• Request 1
Copy the records word for word, starting with the line that contains "Annotate the eyebrow" and going on through the end of the records.

• Text shown
-- BEGIN --

The Paw Paw Federal #1 test well reached total depth of 4,500 feet in the Madison Formation after drilling an anticipated stratigraphic section and thrust fault. Oil shows were found in the Muddy, Phosphoria, and Madison formations. The Phosphoria is a regionally productive formation and could end up being the secondary zone in sidetrack operations should that type of operation be deemed commercially economic.
As used herein, the term “Payout” shall be deemed to occur at 7:00 a.m. on the first day in which Foothills recovers out of its share of production from the Paw Paw Federal #1 (“Test Well”), after deduction of all royalties, existing overriding royalties, production or severance taxes, and any other burdens or taxes measured by or payable out of production, a sum equal to the aggregate of the following:
● | the aggregate costs and expenses of drilling, testing and completing the Test Well into the tanks or the pipeline to which the Test Well is connected, including the costs of all surface equipment attached or connected to the wellhead; and |
● | the costs and expenses of operating during the Payout period (items i. and ii. shall be calculated and governed by the terms and provisions of the accounting procedure attached to the Paw Paw Unit Operating Agreement). |
Utah Properties
The Utah properties are located in Uintah and Duchesne Counties, comprising operated and non-operated working interests as well as rights and interests in a project for future development.

-- END --

• Source records
-- BEGIN --

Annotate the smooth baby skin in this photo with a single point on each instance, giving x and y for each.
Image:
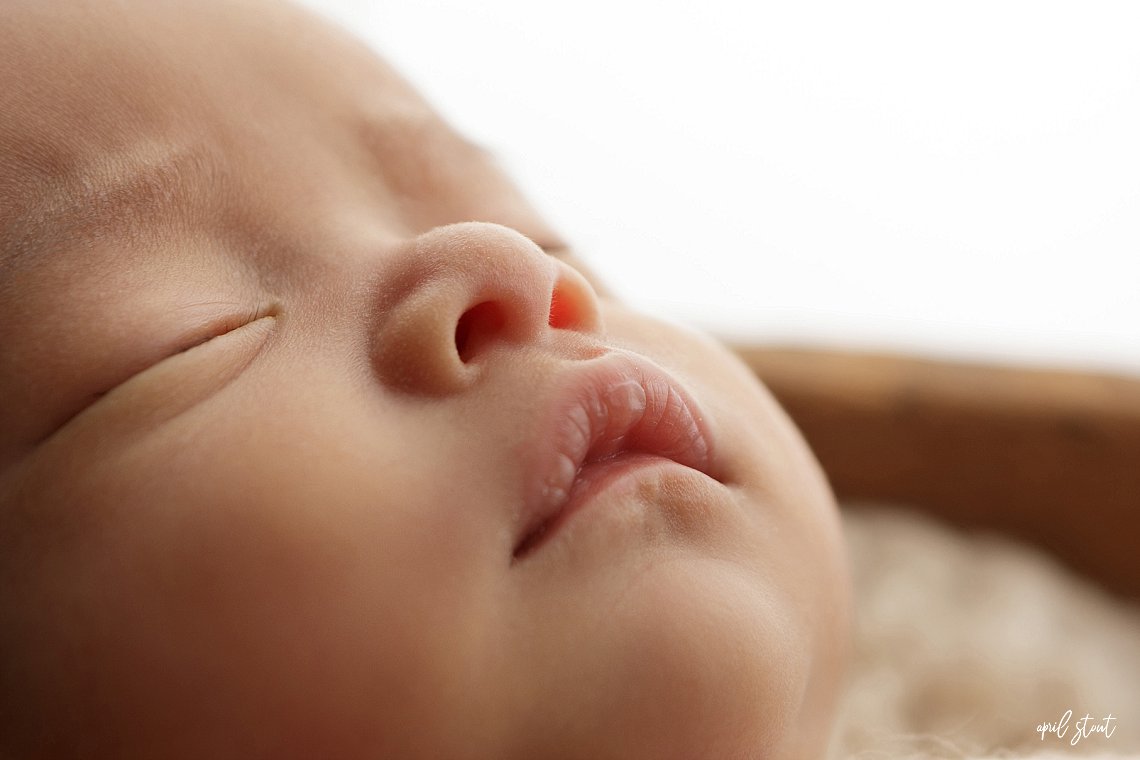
(266, 448)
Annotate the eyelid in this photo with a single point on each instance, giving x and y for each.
(143, 399)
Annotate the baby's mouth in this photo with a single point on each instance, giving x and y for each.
(616, 411)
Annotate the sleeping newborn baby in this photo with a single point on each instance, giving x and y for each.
(315, 443)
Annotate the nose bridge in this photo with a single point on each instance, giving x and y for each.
(452, 293)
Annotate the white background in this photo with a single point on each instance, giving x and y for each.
(957, 179)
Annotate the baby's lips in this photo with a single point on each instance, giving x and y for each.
(618, 403)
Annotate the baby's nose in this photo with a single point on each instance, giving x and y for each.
(459, 292)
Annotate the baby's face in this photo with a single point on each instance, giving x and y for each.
(309, 449)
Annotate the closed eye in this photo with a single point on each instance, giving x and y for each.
(192, 367)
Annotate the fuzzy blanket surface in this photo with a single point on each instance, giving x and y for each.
(972, 646)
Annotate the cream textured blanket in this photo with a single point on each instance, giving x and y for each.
(971, 646)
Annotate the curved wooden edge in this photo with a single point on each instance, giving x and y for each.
(1049, 457)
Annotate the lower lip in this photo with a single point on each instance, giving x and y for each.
(594, 480)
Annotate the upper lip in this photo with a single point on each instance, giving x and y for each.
(619, 403)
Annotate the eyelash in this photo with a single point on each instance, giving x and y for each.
(216, 329)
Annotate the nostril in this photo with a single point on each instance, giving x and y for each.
(477, 324)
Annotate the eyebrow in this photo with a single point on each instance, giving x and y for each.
(114, 197)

-- END --

• Request 2
In the text about the Paw Paw wells, rewrite the paragraph beginning "The Paw Paw Federal #1 test well reached" as a short bulleted list that keeps its main facts.

• Written answer 1
Annotate the eyebrow in this photo with a single point on each instance, giving x and y for each.
(114, 197)

• Written answer 2
- The Paw Paw Federal #1 test well reached a total depth of 4,500 feet in the Madison Formation.
- Drilling passed through an anticipated stratigraphic section and thrust fault.
- Oil shows were found in the Muddy, Phosphoria, and Madison formations.
- The Phosphoria is regionally productive. It could become the secondary zone in sidetrack operations if such operations are deemed commercially economic.